* **TAREFA 1**: No texto sobre a canção de Erasmo Carlos, reescreva de forma mais curta o parágrafo que começa com "Nesta perspectiva, o disco", mantendo os fatos principais.

278. Sou uma criança, não entendo nada

"Sou uma criança, não entendo nada" é canção que mostra o tremendão Erasmo Carlos reconhecendo a fragilidade masculina diante da mulher: no caso, a sabedoria materna. Aliás, foi Erasmo quem cantou os versos que desmentem a ideia de que "a mulher é sexo frágil": mentira absurda!
Sem deixar que lembrar que foi neste ano que o Ramones estreou, em 1974, os tempos do hard rock, por exemplo, pareciam estar ficando para trás. Com algumas bandas se desfazendo, o indivíduo, desamparado, começava a rever sua postura: ao invés da agressão e da violência ideológicas, através do som e do ritmo, o aconchego; ao invés do coletivo, o mergulho individual em si.
Nesta perspectiva, o disco 1990 - Projeto salva terra! (1974), de Erasmo Carlos, é bastante significativo e sintomático da insustentabilidade de uma ditadura militar, com o consequente desgaste (cansaço) dos movimentos de resistência.

* **Trecho de um conjunto de dados**:
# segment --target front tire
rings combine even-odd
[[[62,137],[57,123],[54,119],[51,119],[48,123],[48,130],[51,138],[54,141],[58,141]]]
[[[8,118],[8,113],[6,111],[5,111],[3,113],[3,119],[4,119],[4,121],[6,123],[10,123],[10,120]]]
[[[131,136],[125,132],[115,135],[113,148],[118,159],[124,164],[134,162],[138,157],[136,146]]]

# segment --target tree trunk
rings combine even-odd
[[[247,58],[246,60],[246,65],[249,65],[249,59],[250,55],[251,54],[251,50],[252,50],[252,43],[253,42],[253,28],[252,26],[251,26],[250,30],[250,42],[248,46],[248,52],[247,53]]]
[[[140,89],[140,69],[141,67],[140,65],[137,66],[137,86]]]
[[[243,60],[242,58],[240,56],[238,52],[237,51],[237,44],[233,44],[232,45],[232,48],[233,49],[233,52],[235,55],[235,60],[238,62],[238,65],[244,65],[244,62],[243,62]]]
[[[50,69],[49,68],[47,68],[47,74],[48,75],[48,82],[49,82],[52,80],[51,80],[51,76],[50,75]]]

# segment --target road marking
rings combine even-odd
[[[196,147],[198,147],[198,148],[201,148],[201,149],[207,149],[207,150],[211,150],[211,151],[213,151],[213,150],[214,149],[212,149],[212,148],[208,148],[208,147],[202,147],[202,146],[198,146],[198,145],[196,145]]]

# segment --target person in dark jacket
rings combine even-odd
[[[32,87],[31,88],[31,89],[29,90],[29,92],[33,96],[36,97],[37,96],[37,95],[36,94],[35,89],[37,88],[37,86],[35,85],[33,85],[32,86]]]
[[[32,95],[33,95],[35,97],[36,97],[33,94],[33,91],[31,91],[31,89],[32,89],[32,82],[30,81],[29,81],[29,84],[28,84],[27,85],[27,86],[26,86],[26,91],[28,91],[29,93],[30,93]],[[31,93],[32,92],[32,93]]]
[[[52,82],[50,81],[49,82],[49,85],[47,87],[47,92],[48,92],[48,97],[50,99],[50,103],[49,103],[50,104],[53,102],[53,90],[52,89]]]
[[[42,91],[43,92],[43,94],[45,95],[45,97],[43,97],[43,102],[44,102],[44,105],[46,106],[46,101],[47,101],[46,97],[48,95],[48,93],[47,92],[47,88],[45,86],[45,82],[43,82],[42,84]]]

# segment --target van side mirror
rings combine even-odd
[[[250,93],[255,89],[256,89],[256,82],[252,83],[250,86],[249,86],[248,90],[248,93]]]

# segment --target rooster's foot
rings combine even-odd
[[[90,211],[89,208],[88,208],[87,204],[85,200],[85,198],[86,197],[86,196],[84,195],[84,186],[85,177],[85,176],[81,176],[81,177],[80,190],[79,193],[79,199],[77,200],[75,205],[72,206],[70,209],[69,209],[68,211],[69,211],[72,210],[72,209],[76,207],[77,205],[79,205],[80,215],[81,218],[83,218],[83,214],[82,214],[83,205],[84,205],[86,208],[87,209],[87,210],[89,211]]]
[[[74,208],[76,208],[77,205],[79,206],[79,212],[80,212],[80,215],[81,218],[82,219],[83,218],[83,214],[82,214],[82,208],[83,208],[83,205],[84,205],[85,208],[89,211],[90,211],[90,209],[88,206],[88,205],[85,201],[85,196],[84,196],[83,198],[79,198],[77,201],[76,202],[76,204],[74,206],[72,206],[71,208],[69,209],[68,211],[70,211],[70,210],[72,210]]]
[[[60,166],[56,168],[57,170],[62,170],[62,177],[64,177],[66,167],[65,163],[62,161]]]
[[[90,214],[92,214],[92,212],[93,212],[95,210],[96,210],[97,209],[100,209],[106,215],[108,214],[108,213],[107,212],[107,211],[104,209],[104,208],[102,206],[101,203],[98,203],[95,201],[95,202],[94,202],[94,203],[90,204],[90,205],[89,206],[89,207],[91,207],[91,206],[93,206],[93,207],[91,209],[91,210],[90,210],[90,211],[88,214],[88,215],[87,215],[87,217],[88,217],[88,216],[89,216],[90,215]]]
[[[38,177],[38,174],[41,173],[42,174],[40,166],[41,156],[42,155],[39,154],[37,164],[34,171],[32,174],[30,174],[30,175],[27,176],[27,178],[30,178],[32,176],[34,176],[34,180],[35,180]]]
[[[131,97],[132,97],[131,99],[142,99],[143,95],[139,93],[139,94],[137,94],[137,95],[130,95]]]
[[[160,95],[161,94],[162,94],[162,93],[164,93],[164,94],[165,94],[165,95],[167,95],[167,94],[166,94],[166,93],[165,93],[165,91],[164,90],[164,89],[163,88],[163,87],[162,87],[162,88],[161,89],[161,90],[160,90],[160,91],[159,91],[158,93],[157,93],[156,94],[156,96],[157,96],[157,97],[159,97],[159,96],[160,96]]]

* **TAREFA 2**: Identifique todas as linhas da listagem que contêm a palavra "segment" e copie cada uma delas.

* **RESPOSTA CERTA 1**: O disco 1990 - Projeto salva terra! (1974), de Erasmo Carlos, é muito significativo e mostra a insustentabilidade da ditadura militar e o desgaste dos movimentos de resistência.

* **RESPOSTA CERTA 2**:
# segment --target front tire
# segment --target tree trunk
# segment --target road marking
# segment --target person in dark jacket
# segment --target van side mirror
# segment --target rooster's foot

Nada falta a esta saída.